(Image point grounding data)
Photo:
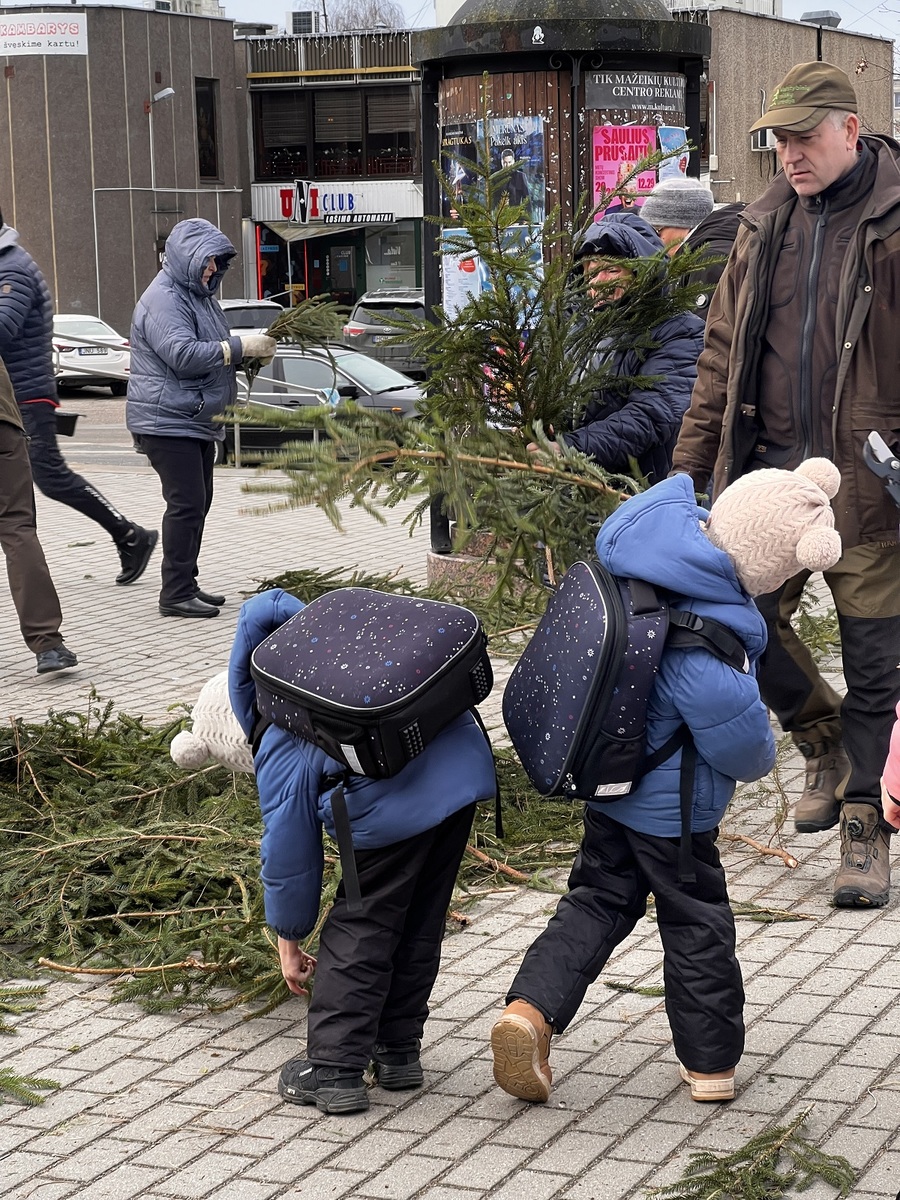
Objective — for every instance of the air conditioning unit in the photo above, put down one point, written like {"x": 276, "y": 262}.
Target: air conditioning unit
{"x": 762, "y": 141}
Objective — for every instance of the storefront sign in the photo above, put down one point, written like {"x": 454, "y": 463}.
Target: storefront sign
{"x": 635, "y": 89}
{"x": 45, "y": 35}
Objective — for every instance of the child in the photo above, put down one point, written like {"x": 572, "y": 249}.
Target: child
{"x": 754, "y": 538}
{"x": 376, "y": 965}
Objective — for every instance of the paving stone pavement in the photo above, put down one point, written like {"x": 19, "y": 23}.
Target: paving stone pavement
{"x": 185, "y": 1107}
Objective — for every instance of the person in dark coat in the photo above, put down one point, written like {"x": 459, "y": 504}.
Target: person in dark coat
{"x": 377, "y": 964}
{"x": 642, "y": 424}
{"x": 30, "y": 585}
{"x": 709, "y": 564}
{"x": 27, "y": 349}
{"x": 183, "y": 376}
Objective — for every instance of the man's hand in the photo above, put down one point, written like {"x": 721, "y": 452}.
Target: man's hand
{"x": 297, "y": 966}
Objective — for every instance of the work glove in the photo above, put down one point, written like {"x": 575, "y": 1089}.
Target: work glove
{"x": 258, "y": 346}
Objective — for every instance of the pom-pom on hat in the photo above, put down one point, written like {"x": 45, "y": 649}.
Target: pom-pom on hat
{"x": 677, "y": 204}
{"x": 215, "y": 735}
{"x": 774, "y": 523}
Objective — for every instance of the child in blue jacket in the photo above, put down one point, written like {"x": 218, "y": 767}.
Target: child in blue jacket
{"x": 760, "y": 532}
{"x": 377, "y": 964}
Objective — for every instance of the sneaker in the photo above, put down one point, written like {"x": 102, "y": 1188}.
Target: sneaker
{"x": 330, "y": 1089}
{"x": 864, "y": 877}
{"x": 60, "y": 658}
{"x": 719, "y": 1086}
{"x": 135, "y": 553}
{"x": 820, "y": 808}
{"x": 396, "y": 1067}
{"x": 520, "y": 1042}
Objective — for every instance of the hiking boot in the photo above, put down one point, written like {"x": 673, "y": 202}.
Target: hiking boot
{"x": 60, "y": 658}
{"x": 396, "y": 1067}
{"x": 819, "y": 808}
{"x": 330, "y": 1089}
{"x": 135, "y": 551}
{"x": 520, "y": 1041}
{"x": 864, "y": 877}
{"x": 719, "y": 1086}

*Problem:* An exact copy of the records above is needed, free of pictures.

*Result of the task:*
Photo:
Objective — for every instance of the air conditioning unit in the photo above, put down one point, written like {"x": 276, "y": 262}.
Target: air conditioning unit
{"x": 762, "y": 141}
Objective — for every instance of the storefront sign in the photo above, put down one point, written like {"x": 454, "y": 463}.
Target: storefront sign
{"x": 635, "y": 89}
{"x": 45, "y": 35}
Objective — for every instance of the child in the photo above, put down one point, written like {"x": 572, "y": 249}.
Target: child
{"x": 754, "y": 538}
{"x": 376, "y": 965}
Objective — for every instance of the paving stone pavement in the photo above, put down one point, written like {"x": 19, "y": 23}.
Target: paving stone pavement
{"x": 185, "y": 1107}
Objective — for every instance of the person in dark coat in the photo above, put down one point, written like {"x": 459, "y": 504}.
Target: person in dark coat
{"x": 377, "y": 964}
{"x": 642, "y": 424}
{"x": 30, "y": 585}
{"x": 709, "y": 564}
{"x": 27, "y": 349}
{"x": 183, "y": 376}
Objective — for every instance of the man's hand in the photo above, put down one point, written like {"x": 721, "y": 452}.
Target: man's hand
{"x": 297, "y": 966}
Objective — for every instance of the work glove in the photo above, put down one point, written like {"x": 575, "y": 1089}.
Target: work glove
{"x": 258, "y": 346}
Objective — for every instance of the pom-pom on hat in the photo above, put down one point, written like {"x": 45, "y": 649}.
Target: pom-pom on hat
{"x": 677, "y": 204}
{"x": 215, "y": 735}
{"x": 774, "y": 523}
Objective — for every instance of the child in blue jacket in the photo above, put down one point, written like {"x": 218, "y": 767}.
Target: child in blue jacket
{"x": 760, "y": 532}
{"x": 377, "y": 964}
Objective — for every instance of the sneaker in the photo above, put down one point, written like {"x": 102, "y": 1188}.
Target: sneaker
{"x": 330, "y": 1089}
{"x": 864, "y": 877}
{"x": 60, "y": 658}
{"x": 719, "y": 1086}
{"x": 135, "y": 553}
{"x": 820, "y": 808}
{"x": 396, "y": 1067}
{"x": 520, "y": 1042}
Objective — for every instance of the hiking boot in the photo above, put down one point, written like {"x": 673, "y": 202}.
Target: hiking boot
{"x": 60, "y": 658}
{"x": 396, "y": 1067}
{"x": 819, "y": 808}
{"x": 330, "y": 1089}
{"x": 135, "y": 551}
{"x": 520, "y": 1041}
{"x": 864, "y": 877}
{"x": 719, "y": 1086}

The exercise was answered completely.